JOBS:
(1) Summarize the book review on preparing for retirement in two sentences.
(2) Proceed with the book review on preparing for retirement, writing on from its final sentence.

## Begin DOCUMENT EXTRACT

It is a book that I would recommend to all those who are facing retirement. Pre-retirement invariably breeds anxiety and confusion. The morbid thoughts of growing old, sick and frail and even death become painful and discomfiting. The story line is simple: mundane and so real, as if the life events portrayed are that of a family living in one's less affluent neighbourhood. The message it conveys is much deeper and profound. It deals with prospects of growing old. Growing old is not always fun.

The book would go well with those engaged in policy initiatives on retirement counselling and preparation. Service providers for the elderly may pick up some valuable tips from the Knights Companion visitation programme. I have not heard of such an imaginative and useful initiative being promoted among our local companies, pensioners' societies or in the civil service.

## End DOCUMENT EXTRACT
## Begin RECORDS SHOWN

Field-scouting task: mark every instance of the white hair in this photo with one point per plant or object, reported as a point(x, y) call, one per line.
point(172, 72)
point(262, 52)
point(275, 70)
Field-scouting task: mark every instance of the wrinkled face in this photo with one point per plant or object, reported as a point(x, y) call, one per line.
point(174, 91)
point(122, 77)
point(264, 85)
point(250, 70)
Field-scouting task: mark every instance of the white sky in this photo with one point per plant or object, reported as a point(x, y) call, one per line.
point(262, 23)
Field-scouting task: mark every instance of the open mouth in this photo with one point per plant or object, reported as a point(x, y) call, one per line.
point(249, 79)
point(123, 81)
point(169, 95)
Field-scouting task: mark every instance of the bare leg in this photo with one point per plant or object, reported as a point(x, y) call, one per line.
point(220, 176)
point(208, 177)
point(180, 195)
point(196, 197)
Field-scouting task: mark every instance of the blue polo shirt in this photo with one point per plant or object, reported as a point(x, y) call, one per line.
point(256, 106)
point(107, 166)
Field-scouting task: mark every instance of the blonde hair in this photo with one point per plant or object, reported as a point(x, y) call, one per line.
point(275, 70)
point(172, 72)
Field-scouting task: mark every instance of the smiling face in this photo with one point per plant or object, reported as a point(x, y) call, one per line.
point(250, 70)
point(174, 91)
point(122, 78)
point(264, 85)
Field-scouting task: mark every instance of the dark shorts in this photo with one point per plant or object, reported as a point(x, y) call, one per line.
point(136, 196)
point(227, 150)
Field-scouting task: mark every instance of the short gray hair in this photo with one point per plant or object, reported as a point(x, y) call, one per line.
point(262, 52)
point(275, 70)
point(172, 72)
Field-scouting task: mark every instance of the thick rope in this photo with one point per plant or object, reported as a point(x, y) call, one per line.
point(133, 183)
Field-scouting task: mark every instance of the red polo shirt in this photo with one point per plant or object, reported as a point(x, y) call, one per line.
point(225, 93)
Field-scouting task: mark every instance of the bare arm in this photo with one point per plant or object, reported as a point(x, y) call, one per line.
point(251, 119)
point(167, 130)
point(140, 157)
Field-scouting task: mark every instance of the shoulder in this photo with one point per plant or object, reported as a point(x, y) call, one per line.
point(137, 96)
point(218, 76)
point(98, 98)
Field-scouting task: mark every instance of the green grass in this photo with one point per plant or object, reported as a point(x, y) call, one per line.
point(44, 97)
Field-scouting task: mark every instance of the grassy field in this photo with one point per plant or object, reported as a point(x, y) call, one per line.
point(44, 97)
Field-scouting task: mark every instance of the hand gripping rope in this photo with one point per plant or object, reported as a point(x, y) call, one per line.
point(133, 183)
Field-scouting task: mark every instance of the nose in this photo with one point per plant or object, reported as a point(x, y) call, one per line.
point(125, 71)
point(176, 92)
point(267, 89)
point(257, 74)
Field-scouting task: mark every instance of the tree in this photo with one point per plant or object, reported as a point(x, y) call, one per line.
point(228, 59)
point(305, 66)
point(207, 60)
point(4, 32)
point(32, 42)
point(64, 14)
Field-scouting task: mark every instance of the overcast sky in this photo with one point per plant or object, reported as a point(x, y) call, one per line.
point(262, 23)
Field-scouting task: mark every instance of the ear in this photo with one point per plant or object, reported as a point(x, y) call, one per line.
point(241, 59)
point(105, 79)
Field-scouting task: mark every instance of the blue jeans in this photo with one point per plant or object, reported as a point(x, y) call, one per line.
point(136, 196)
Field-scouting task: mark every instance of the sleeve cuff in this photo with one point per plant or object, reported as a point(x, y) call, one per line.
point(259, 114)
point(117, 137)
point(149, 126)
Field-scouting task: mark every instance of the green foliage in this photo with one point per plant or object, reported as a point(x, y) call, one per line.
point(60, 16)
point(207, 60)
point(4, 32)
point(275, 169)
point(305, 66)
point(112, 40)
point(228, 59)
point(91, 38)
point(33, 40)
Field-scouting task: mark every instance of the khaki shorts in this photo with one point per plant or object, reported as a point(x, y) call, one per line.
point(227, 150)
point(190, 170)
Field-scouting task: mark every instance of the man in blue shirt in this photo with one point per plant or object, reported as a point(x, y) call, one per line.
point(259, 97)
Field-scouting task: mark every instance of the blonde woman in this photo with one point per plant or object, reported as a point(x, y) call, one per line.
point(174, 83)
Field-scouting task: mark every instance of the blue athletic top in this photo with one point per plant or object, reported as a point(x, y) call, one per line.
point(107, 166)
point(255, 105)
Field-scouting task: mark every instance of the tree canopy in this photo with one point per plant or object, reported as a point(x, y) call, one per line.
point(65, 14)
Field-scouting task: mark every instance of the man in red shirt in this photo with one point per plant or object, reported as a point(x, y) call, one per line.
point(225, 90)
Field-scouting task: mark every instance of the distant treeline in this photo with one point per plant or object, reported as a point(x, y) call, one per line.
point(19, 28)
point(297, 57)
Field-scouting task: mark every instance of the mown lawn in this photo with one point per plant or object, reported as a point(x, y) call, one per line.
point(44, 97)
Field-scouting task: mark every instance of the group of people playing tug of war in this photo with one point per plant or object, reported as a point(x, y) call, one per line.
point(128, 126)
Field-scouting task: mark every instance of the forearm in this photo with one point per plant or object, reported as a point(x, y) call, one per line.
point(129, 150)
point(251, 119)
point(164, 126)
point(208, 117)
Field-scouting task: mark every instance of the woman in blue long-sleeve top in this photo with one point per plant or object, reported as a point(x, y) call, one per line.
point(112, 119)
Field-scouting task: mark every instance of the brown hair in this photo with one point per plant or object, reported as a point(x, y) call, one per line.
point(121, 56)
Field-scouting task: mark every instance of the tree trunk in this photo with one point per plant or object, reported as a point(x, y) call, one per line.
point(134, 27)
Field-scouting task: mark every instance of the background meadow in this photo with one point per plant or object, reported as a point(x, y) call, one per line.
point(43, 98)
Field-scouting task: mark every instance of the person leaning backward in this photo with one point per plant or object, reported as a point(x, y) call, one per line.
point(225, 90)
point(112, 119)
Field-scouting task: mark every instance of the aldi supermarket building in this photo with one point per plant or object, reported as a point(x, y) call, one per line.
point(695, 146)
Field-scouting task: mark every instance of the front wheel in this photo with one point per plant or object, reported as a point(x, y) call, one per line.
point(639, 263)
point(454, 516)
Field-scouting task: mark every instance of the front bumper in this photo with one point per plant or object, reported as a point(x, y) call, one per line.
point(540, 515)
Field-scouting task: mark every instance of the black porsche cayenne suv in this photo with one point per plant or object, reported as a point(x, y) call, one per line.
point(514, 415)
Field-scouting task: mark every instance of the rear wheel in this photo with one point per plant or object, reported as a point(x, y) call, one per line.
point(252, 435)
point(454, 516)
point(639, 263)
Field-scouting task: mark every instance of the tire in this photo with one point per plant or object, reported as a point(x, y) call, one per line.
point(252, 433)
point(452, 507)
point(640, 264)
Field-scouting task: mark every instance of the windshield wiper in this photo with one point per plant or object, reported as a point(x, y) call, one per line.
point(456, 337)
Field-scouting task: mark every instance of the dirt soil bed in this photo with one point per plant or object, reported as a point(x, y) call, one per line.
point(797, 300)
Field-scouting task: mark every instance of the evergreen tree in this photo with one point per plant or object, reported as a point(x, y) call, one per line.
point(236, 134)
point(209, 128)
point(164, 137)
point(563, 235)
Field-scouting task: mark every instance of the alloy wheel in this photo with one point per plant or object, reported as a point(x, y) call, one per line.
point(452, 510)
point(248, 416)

## End RECORDS SHOWN

ANSWERS BELOW:
(1) The review recommends the book to everyone facing retirement, observing that its simple, realistic story of an ordinary family conveys a deeper message about the prospects of growing old. It adds that the book would suit those engaged in policy initiatives on retirement counseling and preparation, and that service providers for the elderly may gain valuable tips from the Knights Companion visitation initiative.

(2)
The story is about Mr Richard Stone, a bachelor in his 60s, who is terribly anxious and perturbed at his impending retirement. He works as Head Librarian at Excal Corporation. He lives alone and is dependent on his maid, the "heavy old Miss Millington", for running his household. The monotony and drabness of his life is tied up between his office and home. In his desperation to fend away his end-career crisis and loneliness he marries a 50 year old widow, Margaret Springer whom he meets at a friend's home. He falls for her loquacious and jocular disposition; very opposite to his own personality as a disciplinarian and creature of habit. Marriage does not help. He still has difficulty in coping with his leisure hours, relationship with his wife and prospect of losing his job.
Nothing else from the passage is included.